━━━ Entries shown ━━━
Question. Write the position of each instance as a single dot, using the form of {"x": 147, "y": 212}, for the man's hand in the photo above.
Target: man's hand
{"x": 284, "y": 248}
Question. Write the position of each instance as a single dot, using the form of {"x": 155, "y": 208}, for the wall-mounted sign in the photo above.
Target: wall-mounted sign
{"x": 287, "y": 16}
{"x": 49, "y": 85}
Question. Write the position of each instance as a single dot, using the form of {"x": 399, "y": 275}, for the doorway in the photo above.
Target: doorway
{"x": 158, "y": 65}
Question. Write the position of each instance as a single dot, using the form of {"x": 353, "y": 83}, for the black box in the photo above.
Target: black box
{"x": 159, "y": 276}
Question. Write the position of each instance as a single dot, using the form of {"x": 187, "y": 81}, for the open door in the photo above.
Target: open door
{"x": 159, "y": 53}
━━━
Output the full listing above once again, verbatim.

# Answer to this exercise
Question. Write the position of each instance as a single dot, using the form of {"x": 147, "y": 212}, for the man's hand in the photo above.
Target: man's hand
{"x": 284, "y": 248}
Question. Write the position of each instance as a single dot, using the form of {"x": 155, "y": 208}, for the wall-mounted sign in the photo above.
Target: wall-mounted sign
{"x": 287, "y": 16}
{"x": 49, "y": 85}
Question. Write the position of each instance as a single dot, using the form of {"x": 399, "y": 275}, for the doorway in the photo above.
Target: doorway
{"x": 158, "y": 65}
Question. Write the position of each instance as a single dot, using the form of {"x": 353, "y": 83}, for the black box in the photo above.
Target: black box
{"x": 159, "y": 276}
Question. Write the position of each instance as a single dot, using the form of {"x": 187, "y": 81}, for the open door in the photo above.
Target: open door
{"x": 159, "y": 53}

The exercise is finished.